[SUPPLIED MATERIAL Boundary: Start]

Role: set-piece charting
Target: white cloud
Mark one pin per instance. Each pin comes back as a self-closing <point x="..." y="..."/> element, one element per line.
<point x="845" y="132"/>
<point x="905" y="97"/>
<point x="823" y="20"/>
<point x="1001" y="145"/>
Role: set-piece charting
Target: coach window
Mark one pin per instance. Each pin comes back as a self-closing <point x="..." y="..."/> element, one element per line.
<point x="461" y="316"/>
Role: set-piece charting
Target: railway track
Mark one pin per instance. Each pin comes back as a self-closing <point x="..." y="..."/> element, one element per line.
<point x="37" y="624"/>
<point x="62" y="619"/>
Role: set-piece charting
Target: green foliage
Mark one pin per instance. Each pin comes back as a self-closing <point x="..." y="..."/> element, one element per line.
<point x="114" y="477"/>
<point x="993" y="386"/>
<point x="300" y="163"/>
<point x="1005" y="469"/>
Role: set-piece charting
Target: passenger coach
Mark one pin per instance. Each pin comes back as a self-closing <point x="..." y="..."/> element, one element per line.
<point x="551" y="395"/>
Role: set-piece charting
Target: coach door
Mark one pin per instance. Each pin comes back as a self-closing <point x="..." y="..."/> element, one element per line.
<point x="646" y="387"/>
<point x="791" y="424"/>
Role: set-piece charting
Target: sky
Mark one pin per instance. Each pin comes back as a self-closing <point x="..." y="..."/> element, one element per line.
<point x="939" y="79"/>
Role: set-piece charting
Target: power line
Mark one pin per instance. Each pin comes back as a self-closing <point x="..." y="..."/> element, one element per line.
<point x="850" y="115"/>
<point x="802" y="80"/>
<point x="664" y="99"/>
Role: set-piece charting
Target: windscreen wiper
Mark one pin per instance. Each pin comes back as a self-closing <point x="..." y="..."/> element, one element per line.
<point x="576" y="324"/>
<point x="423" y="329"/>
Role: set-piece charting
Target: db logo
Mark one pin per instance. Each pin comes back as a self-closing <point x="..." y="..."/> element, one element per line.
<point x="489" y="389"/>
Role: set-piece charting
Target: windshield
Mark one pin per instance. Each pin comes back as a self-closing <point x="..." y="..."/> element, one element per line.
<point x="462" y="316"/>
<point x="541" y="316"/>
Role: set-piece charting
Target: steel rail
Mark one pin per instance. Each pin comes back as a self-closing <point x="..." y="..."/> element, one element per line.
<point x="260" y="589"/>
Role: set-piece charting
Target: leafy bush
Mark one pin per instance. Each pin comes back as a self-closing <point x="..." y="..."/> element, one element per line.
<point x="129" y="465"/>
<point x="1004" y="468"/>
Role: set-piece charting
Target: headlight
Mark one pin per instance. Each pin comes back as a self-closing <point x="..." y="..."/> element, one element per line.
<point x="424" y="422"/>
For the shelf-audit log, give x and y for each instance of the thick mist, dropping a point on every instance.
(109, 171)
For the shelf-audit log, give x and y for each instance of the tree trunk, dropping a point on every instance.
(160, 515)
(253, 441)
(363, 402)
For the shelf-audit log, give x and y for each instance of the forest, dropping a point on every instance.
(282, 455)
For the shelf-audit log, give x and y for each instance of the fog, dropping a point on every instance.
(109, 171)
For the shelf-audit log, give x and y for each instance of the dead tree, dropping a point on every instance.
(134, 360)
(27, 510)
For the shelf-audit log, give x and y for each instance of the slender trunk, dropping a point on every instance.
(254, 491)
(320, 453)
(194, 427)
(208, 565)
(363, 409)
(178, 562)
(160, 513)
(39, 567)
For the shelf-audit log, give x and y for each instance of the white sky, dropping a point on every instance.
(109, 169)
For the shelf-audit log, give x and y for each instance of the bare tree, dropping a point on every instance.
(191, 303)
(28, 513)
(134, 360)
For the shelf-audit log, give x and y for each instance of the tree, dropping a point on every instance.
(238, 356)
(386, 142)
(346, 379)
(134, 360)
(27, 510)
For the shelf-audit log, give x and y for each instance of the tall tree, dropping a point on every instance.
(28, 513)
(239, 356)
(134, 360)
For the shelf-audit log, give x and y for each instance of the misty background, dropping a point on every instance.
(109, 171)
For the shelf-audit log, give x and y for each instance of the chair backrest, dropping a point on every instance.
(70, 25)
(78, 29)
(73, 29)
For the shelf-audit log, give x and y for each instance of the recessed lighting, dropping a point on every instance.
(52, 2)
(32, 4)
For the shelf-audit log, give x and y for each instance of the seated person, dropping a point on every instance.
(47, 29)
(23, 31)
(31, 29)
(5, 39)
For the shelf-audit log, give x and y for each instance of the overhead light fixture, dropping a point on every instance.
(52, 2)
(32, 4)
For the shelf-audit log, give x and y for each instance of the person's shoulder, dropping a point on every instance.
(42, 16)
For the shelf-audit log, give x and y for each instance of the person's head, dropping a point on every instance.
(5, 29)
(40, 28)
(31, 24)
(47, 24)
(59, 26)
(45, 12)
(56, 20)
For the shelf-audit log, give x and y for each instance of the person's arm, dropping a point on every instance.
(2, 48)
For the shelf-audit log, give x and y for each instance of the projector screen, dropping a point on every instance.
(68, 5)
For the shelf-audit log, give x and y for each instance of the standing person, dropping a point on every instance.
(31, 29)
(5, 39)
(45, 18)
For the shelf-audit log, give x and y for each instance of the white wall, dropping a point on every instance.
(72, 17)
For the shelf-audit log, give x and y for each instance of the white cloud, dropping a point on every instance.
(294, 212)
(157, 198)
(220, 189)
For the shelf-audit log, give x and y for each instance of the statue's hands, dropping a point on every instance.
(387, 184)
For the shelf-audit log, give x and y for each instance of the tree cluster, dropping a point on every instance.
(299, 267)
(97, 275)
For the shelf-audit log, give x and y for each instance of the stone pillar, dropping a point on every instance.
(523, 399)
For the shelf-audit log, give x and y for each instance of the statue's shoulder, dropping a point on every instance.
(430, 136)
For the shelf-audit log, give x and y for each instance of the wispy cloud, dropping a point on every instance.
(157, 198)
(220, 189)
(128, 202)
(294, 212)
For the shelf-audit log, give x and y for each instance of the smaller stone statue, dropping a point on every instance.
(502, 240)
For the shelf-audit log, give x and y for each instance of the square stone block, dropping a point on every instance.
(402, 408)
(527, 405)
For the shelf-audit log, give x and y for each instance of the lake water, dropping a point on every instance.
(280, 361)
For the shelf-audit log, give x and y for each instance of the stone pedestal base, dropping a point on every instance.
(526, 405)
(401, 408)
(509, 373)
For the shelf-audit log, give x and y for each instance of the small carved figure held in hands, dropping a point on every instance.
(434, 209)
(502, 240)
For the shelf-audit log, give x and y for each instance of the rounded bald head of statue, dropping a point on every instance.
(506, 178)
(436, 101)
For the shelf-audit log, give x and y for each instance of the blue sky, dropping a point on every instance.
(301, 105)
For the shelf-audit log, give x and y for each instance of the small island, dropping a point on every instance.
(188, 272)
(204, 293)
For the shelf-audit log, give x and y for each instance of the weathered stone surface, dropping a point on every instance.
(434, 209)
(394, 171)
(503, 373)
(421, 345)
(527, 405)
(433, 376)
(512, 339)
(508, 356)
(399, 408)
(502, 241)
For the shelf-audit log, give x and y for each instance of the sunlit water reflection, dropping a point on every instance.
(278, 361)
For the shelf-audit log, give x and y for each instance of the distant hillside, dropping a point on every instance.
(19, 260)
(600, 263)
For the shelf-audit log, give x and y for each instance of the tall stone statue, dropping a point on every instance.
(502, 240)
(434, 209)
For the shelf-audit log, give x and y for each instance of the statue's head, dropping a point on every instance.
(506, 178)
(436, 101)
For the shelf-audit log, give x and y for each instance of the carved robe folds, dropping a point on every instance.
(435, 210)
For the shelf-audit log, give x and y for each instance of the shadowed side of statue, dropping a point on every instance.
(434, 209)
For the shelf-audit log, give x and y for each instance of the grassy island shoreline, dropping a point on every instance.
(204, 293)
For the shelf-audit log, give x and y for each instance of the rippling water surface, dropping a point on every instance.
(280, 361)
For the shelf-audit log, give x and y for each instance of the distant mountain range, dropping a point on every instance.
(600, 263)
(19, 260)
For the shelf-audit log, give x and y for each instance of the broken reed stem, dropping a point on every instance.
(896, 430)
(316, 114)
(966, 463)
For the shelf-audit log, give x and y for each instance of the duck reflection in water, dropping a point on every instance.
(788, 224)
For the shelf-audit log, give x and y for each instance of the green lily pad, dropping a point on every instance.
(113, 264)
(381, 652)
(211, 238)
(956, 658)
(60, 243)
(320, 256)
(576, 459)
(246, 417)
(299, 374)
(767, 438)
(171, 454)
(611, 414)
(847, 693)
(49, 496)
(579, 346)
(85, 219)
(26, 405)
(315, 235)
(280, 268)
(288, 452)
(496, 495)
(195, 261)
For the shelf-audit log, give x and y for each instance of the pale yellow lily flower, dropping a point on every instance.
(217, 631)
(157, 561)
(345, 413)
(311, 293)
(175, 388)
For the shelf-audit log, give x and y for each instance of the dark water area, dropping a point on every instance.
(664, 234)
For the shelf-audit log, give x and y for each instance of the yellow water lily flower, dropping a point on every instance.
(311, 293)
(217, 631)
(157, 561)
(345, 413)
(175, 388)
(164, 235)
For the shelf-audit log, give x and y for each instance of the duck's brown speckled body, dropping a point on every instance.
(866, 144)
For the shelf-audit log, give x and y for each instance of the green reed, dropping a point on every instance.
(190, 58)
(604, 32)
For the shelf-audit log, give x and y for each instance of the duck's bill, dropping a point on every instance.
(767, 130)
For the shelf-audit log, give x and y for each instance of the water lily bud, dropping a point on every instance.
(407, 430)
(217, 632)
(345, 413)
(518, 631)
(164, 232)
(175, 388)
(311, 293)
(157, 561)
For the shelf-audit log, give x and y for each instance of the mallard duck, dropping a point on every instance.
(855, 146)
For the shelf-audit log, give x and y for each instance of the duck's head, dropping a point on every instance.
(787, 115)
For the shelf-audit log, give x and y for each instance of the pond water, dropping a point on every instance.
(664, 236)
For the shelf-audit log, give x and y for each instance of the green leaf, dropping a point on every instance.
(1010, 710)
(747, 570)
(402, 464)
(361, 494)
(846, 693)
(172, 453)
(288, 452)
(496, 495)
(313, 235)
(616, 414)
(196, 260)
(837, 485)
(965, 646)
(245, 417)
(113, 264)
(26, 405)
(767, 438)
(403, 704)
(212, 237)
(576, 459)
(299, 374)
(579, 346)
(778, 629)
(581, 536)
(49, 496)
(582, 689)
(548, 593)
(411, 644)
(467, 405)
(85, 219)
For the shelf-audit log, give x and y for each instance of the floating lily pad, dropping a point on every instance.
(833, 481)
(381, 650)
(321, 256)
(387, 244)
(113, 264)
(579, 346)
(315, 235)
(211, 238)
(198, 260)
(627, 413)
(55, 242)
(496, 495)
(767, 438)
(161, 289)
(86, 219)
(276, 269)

[SUPPLIED MATERIAL Boundary: End]

Using the records above, output exactly the lines from the first through the line that contains "Target: railway track", with both of those included.

→ **RESPONSE TO THE EXERCISE**
Role: set-piece charting
Target: white cloud
Mark one pin per instance. Each pin comes back as a self-closing <point x="..." y="..."/> element, one element per line.
<point x="845" y="132"/>
<point x="905" y="97"/>
<point x="823" y="20"/>
<point x="1001" y="145"/>
Role: set-piece charting
Target: coach window
Mark one pin per instance. Each pin comes back as a self-closing <point x="..." y="..."/> element, one element per line.
<point x="461" y="316"/>
Role: set-piece charting
Target: railway track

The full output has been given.